Problem description:
Rewrite the records below, replacing "return the box coordinates" with "give the bounding box" and keeping everything else the same. Leave out the pictures.

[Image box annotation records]
+--

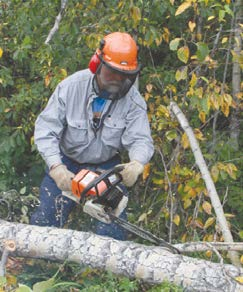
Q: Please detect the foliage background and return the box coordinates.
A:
[0,0,243,290]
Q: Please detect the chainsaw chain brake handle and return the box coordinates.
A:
[72,165,124,203]
[80,166,124,200]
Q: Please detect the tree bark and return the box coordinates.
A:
[170,102,240,266]
[0,220,243,292]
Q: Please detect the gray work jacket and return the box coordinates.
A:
[34,69,154,167]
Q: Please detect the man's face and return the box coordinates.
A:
[97,65,128,94]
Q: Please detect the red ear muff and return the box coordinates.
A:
[89,52,101,74]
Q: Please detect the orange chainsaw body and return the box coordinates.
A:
[72,169,107,199]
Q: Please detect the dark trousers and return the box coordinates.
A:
[30,155,127,240]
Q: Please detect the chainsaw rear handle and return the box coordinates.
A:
[80,165,124,201]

+--

Task answer:
Q: Please detect the foliage background and give the bounding box.
A:
[0,0,243,290]
Q: Please detect the chainsaw chain brake handle and give the bounding box.
A:
[72,165,124,203]
[80,166,124,200]
Q: Please detect the tree bark and give the bounding box.
A:
[170,102,240,266]
[0,220,243,292]
Q: Please detect the gray work jacket and give the bounding box.
A:
[34,69,154,167]
Q: Please detect the man's face and give the bounding box.
A:
[97,65,128,94]
Q: Please detect the red ear muff and give the bounding box.
A:
[89,52,101,74]
Q: Please detect the orange chainsaw body and give the bounding box.
A:
[72,169,107,199]
Q: Please detect the dark trousers and give the bounding box.
A:
[30,155,127,240]
Q: Please detect the chainsaw rear handle and give the bounding box.
A:
[80,165,124,201]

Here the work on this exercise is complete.